Detection annotation records
******************************

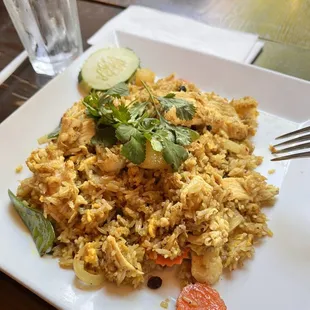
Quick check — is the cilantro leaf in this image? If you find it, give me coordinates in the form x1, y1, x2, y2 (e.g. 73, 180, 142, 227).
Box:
139, 117, 160, 131
129, 102, 149, 122
157, 94, 196, 121
121, 137, 146, 165
105, 82, 129, 98
150, 136, 163, 152
162, 139, 188, 171
156, 127, 175, 142
115, 124, 142, 143
90, 126, 117, 147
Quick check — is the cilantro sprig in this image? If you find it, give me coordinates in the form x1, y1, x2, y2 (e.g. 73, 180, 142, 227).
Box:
83, 82, 199, 170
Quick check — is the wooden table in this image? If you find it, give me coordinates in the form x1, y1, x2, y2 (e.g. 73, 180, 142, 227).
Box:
0, 0, 310, 310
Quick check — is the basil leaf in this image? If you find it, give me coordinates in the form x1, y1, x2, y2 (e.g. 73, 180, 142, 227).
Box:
8, 190, 55, 256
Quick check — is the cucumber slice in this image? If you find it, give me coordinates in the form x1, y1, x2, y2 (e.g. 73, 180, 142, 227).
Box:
78, 47, 140, 90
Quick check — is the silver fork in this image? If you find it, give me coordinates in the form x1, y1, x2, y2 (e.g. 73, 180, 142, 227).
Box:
271, 126, 310, 161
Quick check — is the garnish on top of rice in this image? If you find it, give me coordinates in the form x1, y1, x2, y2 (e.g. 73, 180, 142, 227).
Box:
10, 69, 278, 287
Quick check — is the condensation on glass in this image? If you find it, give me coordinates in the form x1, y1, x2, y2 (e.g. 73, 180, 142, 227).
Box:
4, 0, 82, 76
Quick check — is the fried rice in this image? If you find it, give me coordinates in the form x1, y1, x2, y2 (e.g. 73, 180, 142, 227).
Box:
17, 75, 278, 287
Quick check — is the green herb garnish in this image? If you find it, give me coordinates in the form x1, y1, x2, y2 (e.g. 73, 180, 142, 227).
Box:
83, 78, 199, 170
8, 190, 55, 256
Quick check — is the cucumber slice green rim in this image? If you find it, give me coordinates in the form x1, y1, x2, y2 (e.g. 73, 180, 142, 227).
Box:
78, 47, 140, 90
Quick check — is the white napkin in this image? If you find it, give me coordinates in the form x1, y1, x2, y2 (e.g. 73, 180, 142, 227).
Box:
87, 5, 263, 63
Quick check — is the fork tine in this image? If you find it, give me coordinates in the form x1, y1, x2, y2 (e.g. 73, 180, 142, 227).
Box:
272, 142, 310, 154
274, 134, 310, 147
276, 126, 310, 140
271, 152, 310, 161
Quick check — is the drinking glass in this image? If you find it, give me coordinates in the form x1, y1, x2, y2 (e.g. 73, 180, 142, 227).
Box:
4, 0, 83, 76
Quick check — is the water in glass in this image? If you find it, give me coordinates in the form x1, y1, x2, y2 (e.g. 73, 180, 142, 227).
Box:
4, 0, 82, 75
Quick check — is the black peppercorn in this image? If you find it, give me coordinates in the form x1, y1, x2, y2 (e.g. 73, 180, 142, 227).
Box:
179, 85, 187, 91
147, 277, 163, 290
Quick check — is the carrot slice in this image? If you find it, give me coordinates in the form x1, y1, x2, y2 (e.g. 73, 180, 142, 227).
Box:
177, 283, 227, 310
155, 248, 189, 267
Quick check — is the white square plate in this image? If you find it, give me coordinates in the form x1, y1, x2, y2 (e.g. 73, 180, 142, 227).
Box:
0, 32, 310, 310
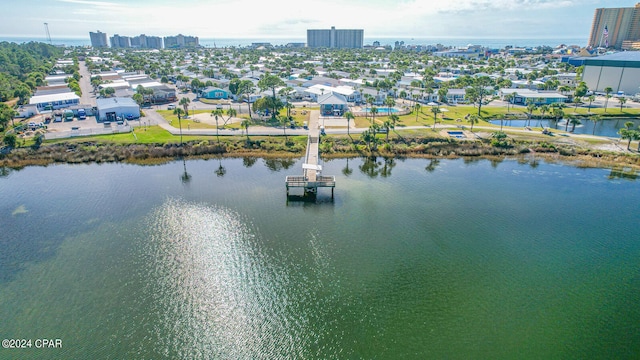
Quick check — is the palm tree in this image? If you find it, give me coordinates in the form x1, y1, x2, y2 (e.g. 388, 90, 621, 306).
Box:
371, 106, 378, 125
467, 114, 478, 131
173, 108, 186, 146
589, 115, 602, 135
431, 106, 440, 130
564, 114, 576, 131
553, 107, 564, 129
604, 86, 613, 112
384, 96, 396, 116
587, 95, 596, 112
178, 97, 191, 116
382, 119, 394, 144
278, 116, 289, 143
527, 102, 537, 126
344, 111, 355, 137
223, 107, 238, 126
504, 94, 514, 113
240, 119, 251, 141
618, 121, 640, 150
571, 116, 582, 132
389, 114, 400, 129
618, 97, 627, 112
538, 104, 549, 127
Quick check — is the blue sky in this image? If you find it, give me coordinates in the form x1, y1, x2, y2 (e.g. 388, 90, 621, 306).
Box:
0, 0, 640, 39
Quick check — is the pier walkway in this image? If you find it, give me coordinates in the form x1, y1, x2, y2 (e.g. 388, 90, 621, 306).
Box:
286, 110, 336, 197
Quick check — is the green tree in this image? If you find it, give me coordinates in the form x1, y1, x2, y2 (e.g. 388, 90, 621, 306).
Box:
471, 76, 493, 116
2, 134, 18, 149
132, 93, 144, 106
382, 119, 394, 144
344, 111, 355, 137
224, 107, 238, 125
258, 73, 285, 120
589, 115, 602, 135
569, 116, 582, 132
618, 121, 640, 151
604, 86, 613, 112
618, 96, 627, 112
527, 102, 538, 126
240, 119, 251, 141
173, 108, 183, 146
587, 95, 596, 112
178, 97, 191, 116
467, 114, 480, 131
431, 106, 441, 130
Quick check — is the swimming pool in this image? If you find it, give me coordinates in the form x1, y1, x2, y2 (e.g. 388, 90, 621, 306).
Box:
362, 107, 399, 114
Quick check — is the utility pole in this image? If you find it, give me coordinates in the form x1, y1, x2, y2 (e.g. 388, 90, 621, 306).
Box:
44, 23, 53, 45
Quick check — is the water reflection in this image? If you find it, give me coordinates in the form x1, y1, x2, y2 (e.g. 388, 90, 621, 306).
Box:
180, 159, 191, 185
141, 200, 304, 359
424, 159, 440, 172
216, 158, 227, 177
242, 157, 258, 169
608, 167, 638, 180
264, 159, 296, 172
342, 158, 353, 177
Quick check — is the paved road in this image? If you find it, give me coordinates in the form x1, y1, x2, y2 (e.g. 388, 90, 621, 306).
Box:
78, 61, 96, 107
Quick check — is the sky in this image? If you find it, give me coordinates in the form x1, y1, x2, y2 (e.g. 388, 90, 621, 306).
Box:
0, 0, 640, 41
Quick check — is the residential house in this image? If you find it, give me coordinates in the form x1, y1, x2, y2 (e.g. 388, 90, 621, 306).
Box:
200, 86, 229, 100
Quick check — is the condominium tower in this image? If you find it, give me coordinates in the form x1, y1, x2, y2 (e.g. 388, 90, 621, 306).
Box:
589, 3, 640, 49
89, 30, 109, 47
307, 26, 364, 49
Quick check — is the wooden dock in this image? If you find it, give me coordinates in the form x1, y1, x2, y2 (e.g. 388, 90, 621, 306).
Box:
285, 110, 336, 197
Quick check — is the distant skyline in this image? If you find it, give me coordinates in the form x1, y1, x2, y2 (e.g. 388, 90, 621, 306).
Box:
0, 0, 640, 41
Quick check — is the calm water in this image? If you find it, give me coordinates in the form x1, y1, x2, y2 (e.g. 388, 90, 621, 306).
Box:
490, 118, 640, 138
0, 159, 640, 359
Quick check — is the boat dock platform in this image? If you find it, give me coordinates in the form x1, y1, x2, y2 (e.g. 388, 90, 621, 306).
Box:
286, 110, 336, 198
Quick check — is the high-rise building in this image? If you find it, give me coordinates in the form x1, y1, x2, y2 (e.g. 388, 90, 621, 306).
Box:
89, 30, 109, 47
589, 3, 640, 49
307, 26, 364, 49
110, 34, 131, 49
164, 34, 200, 49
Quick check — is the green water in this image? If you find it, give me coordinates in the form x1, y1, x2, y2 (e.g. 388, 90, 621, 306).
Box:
0, 159, 640, 359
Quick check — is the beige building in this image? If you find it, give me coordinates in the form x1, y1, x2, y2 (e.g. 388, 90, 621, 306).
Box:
589, 3, 640, 49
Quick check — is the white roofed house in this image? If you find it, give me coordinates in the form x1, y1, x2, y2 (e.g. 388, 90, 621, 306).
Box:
318, 93, 349, 116
96, 97, 140, 121
498, 89, 568, 105
29, 92, 80, 111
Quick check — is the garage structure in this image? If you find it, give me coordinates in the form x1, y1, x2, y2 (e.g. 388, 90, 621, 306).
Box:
96, 97, 140, 121
582, 51, 640, 95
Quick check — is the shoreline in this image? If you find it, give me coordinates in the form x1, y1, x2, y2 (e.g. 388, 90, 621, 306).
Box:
0, 136, 640, 171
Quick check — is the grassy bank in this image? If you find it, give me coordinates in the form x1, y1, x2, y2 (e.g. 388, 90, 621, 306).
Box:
0, 127, 640, 169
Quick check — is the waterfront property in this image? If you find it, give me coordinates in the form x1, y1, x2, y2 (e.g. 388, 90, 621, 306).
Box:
29, 91, 80, 111
582, 51, 640, 95
498, 89, 568, 105
318, 93, 349, 116
285, 111, 336, 198
200, 86, 229, 100
96, 97, 140, 122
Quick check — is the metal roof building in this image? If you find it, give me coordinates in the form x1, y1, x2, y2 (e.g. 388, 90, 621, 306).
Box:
582, 51, 640, 94
96, 97, 140, 121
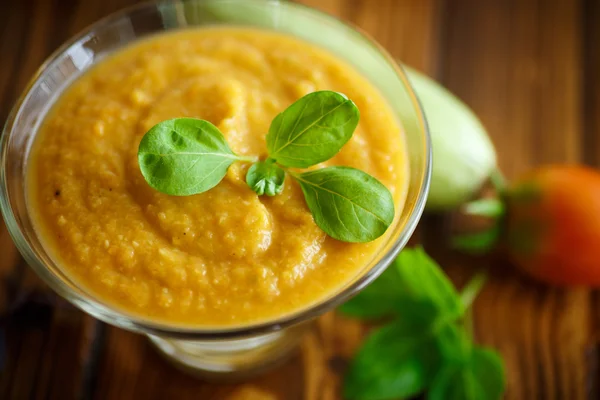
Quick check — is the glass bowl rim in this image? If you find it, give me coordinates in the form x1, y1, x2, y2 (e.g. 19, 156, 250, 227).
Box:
0, 0, 432, 340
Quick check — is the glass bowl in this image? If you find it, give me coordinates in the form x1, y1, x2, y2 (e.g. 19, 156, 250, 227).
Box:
0, 0, 431, 377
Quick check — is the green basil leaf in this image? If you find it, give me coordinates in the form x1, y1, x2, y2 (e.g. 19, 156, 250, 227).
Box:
267, 91, 359, 168
246, 160, 285, 196
339, 247, 464, 318
292, 167, 394, 243
344, 303, 440, 400
138, 118, 244, 196
427, 348, 506, 400
392, 247, 464, 318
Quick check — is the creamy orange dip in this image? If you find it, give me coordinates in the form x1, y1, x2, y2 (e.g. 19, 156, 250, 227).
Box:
28, 28, 408, 326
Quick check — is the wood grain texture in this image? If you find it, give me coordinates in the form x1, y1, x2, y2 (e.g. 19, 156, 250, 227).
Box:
0, 0, 600, 400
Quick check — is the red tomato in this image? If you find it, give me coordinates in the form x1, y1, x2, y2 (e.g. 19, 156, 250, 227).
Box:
505, 165, 600, 287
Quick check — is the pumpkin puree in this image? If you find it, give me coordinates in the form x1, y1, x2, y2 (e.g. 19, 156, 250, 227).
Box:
27, 28, 408, 327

******************************

SHORT TASK. Lay out the material from "Quick check — is the white napkin" through "271, 152, 310, 161" as a two-column CSV with the headers prompt_text and boxes, giving each prompt_text its own row next to its boxes. Put both fields in quotes and replace any line breaks with spaces.

TASK RESPONSE.
prompt_text,boxes
"Quick check — is the white napkin in this image? If you find it, give me coordinates in the form x1, y1, x2, y2 (e.g. 73, 180, 142, 227). Box:","87, 5, 263, 63"
"Quick check — is the fork tine in this image? If you find it, give me coordinates in the form x1, y1, x2, y2 (e.g. 73, 180, 142, 227). Box:","272, 142, 310, 154 274, 134, 310, 147 276, 126, 310, 140 271, 152, 310, 161"